# Work instructions
Could you count the lines in the data that contain "background"? Reply with the number only.

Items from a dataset
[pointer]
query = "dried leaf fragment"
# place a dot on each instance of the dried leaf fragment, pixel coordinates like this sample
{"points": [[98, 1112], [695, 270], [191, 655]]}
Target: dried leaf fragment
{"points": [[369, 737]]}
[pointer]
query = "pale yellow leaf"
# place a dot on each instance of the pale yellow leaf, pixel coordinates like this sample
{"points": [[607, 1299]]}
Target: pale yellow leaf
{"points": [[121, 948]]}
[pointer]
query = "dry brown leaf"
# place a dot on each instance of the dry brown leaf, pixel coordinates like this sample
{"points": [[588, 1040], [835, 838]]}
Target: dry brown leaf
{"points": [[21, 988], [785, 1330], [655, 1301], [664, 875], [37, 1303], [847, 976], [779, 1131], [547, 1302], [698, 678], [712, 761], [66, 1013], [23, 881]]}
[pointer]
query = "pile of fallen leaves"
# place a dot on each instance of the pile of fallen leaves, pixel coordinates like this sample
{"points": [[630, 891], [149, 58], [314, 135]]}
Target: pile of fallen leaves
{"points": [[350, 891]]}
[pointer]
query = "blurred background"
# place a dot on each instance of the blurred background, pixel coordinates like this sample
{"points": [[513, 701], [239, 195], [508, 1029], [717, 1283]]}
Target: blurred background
==
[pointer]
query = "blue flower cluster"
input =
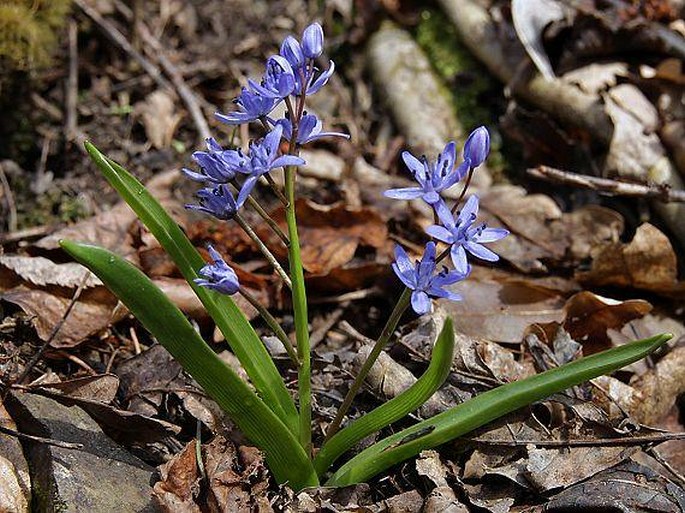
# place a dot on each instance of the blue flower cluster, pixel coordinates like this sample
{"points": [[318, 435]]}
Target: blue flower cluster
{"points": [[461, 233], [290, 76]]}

# Written answer
3